**Your instructions:** Rewrite the material starting at the line containing "Can you detect any dark" and ending at the end of the material as a two-column CSV headed text and box. Give one row for each line of text together with the coordinates that follow it, with each field in quotation marks and line breaks turned into spaces.

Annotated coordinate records
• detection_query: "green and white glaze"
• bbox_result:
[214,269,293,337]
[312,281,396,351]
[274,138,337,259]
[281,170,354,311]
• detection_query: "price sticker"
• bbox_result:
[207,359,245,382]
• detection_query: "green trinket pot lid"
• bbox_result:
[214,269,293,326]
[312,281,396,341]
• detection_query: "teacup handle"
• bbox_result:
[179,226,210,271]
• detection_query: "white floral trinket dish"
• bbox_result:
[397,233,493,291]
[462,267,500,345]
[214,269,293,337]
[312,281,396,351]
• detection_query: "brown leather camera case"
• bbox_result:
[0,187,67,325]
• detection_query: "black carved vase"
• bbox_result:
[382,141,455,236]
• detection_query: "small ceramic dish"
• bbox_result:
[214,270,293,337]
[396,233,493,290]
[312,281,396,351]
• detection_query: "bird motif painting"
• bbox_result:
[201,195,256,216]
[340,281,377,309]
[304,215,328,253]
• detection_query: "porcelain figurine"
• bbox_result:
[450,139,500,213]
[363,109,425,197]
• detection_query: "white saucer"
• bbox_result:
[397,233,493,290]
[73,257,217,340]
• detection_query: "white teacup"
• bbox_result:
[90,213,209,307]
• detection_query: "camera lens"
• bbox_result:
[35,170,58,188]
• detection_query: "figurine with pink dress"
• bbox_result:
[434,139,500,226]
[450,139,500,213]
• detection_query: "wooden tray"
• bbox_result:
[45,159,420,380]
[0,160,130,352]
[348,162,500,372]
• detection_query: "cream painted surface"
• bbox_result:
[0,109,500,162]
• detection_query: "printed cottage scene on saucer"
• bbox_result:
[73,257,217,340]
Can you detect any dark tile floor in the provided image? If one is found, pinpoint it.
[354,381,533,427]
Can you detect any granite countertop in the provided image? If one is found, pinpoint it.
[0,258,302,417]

**Solution for this exercise:**
text,box
"Can you detect any dark tile floor in the provided image? If one is found, pinpoint it.","[354,381,533,427]"
"Can you detect any granite countertop in the provided image? If one is found, pinpoint it.","[0,258,302,417]"